Transform all columns of type Map<K,V> inside the given DataFrame into ARRAY<STRUCT<key: K, value: V>>. This transformation works recursively on every nesting level.

Info

This method is compatible with any schema. It recursively applies on structs, arrays and maps and is compatible with field names containing special characters.

Parameters:

Name Type Description Default
df DataFrame

A Spark DataFrame

required

Returns:

Type Description
DataFrame

A new DataFrame in which all maps have been replaced with arrays of entries.

Examples:

>>> from pyspark.sql import SparkSession
>>> spark = SparkSession.builder.appName("doctest").getOrCreate()
>>> df = spark.sql('SELECT 1 as id, ARRAY(MAP(1, STRUCT(MAP(1, "a") as m2))) as m1')
>>> df.printSchema()
root
 |-- id: integer (nullable = false)
 |-- m1: array (nullable = false)
 |    |-- element: map (containsNull = false)
 |    |    |-- key: integer
 |    |    |-- value: struct (valueContainsNull = false)
 |    |    |    |-- m2: map (nullable = false)
 |    |    |    |    |-- key: integer
 |    |    |    |    |-- value: string (valueContainsNull = false)

>>> df.show()
+---+-------------------+
| id|                 m1|
+---+-------------------+
|  1|[{1 -> {{1 -> a}}}]|
+---+-------------------+

>>> res_df = convert_all_maps_to_arrays(df)

--- The tasks ---
1/ According to the documentation, what does the method return?
2/ Copy the passage of the documentation that begins at the words "Transform all columns" and ends after "containing special characters.".
3/ Decide whether each statement agrees with the documentation, and answer yes or no with the deciding words quoted from it: (a) The transformation applies only to top-level columns. (b) The method handles field names containing special characters. (c) The df parameter is optional.
Base every answer on the documentation alone.

--- Supplied information ---
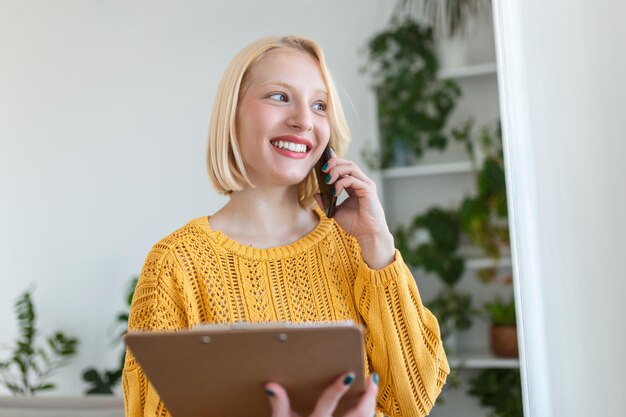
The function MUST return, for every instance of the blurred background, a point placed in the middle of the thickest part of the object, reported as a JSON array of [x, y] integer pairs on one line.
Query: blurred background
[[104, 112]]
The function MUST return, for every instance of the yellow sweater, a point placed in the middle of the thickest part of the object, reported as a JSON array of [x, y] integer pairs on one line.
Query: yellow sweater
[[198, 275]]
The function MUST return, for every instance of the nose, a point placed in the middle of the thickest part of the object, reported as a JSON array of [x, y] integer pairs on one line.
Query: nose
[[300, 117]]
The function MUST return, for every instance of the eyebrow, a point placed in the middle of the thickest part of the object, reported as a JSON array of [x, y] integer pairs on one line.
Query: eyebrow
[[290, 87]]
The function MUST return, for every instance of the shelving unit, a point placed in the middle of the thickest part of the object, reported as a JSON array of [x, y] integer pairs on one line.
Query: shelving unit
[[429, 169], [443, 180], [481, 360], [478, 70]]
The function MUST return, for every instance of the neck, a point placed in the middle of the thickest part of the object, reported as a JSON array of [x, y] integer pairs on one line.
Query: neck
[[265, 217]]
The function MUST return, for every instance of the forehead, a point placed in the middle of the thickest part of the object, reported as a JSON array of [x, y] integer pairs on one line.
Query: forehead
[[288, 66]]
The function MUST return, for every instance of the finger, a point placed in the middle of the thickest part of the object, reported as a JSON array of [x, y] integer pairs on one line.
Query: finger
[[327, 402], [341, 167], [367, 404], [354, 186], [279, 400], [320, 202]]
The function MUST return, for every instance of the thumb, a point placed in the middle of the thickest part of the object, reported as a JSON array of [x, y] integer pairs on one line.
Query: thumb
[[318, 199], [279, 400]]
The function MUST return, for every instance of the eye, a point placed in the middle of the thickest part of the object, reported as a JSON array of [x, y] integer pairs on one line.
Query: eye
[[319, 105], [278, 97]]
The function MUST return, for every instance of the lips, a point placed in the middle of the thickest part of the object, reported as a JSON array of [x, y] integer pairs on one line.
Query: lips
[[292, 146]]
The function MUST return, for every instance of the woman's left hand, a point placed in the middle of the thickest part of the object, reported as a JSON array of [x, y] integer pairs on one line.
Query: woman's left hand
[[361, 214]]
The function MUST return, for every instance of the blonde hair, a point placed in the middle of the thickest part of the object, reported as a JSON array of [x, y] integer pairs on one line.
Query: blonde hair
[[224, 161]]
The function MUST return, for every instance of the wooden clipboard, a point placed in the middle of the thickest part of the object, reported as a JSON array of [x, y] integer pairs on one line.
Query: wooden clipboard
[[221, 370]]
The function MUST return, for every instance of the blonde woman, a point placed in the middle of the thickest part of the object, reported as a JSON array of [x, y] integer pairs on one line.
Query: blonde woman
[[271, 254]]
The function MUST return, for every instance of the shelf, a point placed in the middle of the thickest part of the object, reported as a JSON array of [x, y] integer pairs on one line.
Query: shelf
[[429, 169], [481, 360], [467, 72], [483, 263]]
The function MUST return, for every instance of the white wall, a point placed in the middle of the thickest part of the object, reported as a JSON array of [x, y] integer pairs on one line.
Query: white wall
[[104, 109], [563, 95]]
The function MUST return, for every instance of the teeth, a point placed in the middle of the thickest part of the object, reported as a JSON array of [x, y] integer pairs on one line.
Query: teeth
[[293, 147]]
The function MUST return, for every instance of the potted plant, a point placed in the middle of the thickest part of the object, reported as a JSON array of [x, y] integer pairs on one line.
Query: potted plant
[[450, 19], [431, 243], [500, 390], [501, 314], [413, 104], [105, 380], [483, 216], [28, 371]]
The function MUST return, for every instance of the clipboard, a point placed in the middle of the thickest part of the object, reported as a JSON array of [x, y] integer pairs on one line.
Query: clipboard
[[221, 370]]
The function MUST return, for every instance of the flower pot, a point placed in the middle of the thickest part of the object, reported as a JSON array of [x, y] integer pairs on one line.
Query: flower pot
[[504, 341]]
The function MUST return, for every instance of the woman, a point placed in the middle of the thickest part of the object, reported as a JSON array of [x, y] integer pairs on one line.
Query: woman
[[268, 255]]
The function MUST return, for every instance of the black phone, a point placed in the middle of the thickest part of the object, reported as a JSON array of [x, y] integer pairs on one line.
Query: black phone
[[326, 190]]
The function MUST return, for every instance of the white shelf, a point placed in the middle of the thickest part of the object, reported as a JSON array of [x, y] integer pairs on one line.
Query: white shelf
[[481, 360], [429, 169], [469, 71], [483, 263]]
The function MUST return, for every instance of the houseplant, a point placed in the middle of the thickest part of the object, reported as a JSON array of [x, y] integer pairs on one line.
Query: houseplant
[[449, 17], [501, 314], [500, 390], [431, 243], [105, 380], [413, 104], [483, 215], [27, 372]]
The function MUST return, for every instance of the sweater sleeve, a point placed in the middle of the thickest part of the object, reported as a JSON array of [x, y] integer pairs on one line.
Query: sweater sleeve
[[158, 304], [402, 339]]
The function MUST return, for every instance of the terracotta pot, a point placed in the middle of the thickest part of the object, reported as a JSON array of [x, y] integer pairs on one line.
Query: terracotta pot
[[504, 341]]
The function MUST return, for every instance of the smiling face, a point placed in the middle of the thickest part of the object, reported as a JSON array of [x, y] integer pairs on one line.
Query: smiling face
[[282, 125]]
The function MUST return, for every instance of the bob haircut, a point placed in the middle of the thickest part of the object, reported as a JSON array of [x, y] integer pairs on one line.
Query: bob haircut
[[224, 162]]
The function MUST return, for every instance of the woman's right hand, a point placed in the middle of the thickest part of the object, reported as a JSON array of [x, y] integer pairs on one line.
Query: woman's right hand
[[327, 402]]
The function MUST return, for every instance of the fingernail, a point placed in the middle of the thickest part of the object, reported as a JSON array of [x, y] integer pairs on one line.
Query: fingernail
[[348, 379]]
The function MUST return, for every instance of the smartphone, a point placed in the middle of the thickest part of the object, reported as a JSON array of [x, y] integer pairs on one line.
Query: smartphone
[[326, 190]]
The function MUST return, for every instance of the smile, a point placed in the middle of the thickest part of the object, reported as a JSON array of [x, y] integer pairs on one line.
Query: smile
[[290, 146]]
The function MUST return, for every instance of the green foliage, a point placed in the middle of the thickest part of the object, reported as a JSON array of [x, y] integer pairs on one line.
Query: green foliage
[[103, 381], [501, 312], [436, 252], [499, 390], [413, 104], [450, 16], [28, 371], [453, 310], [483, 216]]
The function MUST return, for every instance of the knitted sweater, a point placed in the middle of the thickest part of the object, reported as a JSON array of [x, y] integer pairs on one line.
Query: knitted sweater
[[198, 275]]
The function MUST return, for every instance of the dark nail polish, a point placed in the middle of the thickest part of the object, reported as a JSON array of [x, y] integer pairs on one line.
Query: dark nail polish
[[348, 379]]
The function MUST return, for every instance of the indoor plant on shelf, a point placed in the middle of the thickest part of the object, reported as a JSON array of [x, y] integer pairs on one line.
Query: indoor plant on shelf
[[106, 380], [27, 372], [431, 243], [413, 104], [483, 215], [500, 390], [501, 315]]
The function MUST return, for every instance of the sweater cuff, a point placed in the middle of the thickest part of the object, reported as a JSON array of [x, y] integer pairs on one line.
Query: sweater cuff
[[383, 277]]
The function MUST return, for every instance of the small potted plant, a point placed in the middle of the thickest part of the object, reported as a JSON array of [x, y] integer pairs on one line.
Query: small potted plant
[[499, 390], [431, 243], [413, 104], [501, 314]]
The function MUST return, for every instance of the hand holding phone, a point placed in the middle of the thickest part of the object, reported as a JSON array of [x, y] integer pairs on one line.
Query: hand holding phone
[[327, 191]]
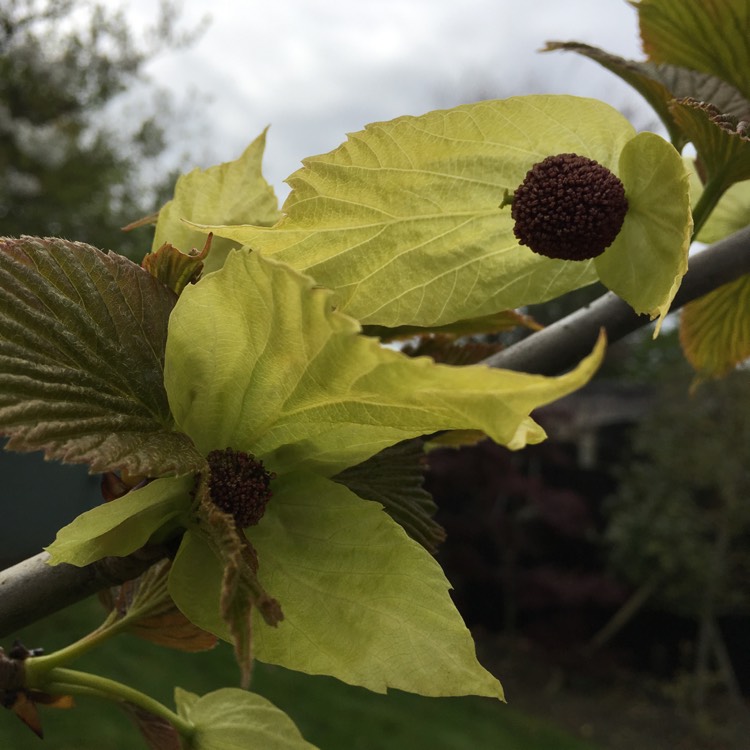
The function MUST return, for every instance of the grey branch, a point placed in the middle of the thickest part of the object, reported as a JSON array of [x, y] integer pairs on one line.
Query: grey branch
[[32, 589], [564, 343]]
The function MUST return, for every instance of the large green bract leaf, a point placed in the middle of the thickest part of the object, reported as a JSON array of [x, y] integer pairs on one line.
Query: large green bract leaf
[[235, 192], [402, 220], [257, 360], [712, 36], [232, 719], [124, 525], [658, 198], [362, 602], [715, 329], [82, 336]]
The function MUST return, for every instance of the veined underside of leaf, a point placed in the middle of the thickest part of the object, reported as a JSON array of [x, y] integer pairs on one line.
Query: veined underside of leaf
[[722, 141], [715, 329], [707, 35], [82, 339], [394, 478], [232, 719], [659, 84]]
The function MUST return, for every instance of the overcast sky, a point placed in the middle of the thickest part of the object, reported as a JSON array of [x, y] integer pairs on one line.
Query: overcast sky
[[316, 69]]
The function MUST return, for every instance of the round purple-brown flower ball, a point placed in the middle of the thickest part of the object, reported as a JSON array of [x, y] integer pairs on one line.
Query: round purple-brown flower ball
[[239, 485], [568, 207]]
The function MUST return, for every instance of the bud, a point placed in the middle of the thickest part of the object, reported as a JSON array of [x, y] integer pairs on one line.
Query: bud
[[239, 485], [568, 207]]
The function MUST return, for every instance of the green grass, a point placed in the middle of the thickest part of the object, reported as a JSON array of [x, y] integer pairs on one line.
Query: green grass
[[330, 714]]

--- The responses ---
1/ A new DataFrame in which all maps have been replaced with arrays of entries.

2/
Transform all columns of type Map<K,V> inside the given DataFrame into ARRAY<STRUCT<key: K, value: V>>. This transformation works recursively on every nesting level.

Info

This method is compatible with any schema. It recursively applies on structs, arrays and maps and is compatible with field names containing special characters.

3/
(a) No: "This transformation works recursively on every nesting level."
(b) Yes: "is compatible with field names containing special characters."
(c) No: "required"